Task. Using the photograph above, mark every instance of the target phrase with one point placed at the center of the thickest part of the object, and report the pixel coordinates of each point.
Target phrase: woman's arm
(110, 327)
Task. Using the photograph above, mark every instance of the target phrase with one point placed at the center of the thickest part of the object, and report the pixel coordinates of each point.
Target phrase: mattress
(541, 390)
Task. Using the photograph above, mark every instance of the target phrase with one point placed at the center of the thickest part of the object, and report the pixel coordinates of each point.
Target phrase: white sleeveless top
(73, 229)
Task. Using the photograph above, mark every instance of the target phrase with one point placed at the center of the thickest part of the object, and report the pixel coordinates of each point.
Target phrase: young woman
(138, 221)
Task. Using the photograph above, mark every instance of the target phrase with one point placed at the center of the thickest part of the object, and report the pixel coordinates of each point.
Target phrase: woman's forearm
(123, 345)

EXERCISE INSTRUCTIONS: How many lines in the items above contain the string "woman"? Reply with the number alone.

RESULT: 3